Reading passage:
Culver City’s State Senator Holly J. Mitchell and Assembly member Sydney Kamlager-Dove lead an hour-long online Town Hall on Thursday night, March 26, 2020, updating listeners on actions being taken in Sacramento to help alleviate hardships caused by the coronavirus pandemic.
Kamlager-Dove and Mitchell began the call with a laundry list of state resources and initiatives, from mortgage leniency to grab and go meals for school children and their families.
“We know people are suffering economically because of the pandemic,” Kamlager-Dove said. Children under the age of 18 can visit any Grab and Go meal location in Los Angeles and get two free meals between 7a.m. and 11a.m. every weekday. The nearest locations to Culver City are Palms Middle School and Marina Del Rey Middle School.
The conversation is part of a series of town halls focused on helping the public navigate the resources available to Californians as the number of those infected with COVID-19 continues to increase across the state.
Recently, Gov. Newsom partnered with some of the nation’s largest banks to provide a 90-day grace period on mortgage loan payments. Mitchell and Kamlager-Dove emphasized that to have late fees excused, homeowners will have to call their mortgage lenders directly.

Tasks:
(a) Transcribe the town hall report from "Kamlager-Dove and Mitchell" to "across the state.".
(b) According to the town hall report, what must homeowners do about their mortgage payments, and why?
(c) Take the town hall report further from where it stops.
The records have nothing to do with the town hall report.

Recorded data:
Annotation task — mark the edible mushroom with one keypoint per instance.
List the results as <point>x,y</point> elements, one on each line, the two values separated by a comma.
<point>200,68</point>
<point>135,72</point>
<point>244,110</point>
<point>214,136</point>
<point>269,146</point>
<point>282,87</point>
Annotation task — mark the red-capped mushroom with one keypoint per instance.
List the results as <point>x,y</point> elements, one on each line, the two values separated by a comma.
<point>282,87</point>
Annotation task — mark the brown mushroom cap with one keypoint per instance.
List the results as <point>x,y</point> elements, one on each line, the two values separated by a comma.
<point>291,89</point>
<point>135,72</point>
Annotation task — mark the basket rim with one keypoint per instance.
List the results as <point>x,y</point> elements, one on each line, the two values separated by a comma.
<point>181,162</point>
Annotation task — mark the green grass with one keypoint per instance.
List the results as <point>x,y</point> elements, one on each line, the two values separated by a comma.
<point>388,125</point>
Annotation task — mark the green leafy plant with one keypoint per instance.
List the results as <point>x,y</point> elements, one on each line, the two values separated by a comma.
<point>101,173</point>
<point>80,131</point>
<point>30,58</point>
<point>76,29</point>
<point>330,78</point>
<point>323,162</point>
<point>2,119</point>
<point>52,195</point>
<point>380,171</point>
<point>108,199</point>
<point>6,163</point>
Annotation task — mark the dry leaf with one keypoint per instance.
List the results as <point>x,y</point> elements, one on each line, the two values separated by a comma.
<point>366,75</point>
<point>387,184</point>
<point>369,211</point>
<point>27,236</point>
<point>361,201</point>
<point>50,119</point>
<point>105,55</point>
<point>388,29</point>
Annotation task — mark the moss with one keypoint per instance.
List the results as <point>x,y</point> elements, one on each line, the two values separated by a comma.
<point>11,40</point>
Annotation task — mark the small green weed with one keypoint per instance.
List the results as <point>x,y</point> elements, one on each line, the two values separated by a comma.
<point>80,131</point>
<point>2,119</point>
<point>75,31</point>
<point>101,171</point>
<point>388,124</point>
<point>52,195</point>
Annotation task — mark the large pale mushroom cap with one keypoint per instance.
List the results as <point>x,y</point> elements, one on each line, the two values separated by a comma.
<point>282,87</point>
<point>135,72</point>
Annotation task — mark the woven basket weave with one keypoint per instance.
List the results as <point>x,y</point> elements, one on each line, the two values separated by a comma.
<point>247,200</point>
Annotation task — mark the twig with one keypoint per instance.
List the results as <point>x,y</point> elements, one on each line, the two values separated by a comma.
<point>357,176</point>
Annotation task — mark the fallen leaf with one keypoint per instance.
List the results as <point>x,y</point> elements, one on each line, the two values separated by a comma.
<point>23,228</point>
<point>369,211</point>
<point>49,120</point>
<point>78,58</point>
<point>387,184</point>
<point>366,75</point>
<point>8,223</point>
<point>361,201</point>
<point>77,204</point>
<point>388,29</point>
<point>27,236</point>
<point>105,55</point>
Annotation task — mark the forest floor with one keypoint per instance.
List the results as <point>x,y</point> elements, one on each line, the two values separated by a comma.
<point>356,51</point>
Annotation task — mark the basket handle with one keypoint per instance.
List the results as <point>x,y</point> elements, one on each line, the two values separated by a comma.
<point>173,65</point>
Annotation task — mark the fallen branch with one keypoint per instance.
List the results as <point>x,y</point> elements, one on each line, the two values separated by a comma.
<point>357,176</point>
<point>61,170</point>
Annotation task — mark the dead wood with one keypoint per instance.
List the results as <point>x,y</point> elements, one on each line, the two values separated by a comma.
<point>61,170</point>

Exercise results:
(a)
Kamlager-Dove and Mitchell began the call with a laundry list of state resources and initiatives, from mortgage leniency to grab and go meals for school children and their families.
“We know people are suffering economically because of the pandemic,” Kamlager-Dove said. Children under the age of 18 can visit any Grab and Go meal location in Los Angeles and get two free meals between 7a.m. and 11a.m. every weekday. The nearest locations to Culver City are Palms Middle School and Marina Del Rey Middle School.
The conversation is part of a series of town halls focused on helping the public navigate the resources available to Californians as the number of those infected with COVID-19 continues to increase across the state.

(b) Homeowners must call their mortgage lenders directly. Mitchell and Kamlager-Dove stressed that this is required to have late fees excused under the 90-day grace period Gov. Newsom arranged with some of the nation's largest banks.

(c)
In the weeks since the coronavirus has shut down businesses and halted everyone in place, the homeless population, among the most vulnerable, has required special attention.
“This is an overwhelming issue,” Mitchell said of homelessness. “To now amplify it with this pandemic is terrifying, to be perfectly honest with you.”
Kamlager-Dove said she has sent a letter to Congresswoman Maxine Waters requesting, among other things, $5 million for emergency homelessness assistance, as well as to ban evictions, foreclosures and repossessions.
“We also know that no one should be taking advantage of those families and those folks who cannot afford to pay rent,” Kamlager-Dove said. “This is on par with price gouging.”
For many, the spread of the coronavirus and the ensuing change to quality of life, has been a shock.
“You think about this when you watch movies, you don’t think that something like this is going to happen in real life,” said Kamlager-Dove. She added, “We are trying to move as fast as this pandemic is moving.”
But the leaders were positive about how communities have responded to the pandemic.
“I have seen members of the community rise up to take care of each other,” Mitchell said.
“We’re only going to get through this if we stay at home, wash our hands and respect each other,” she said.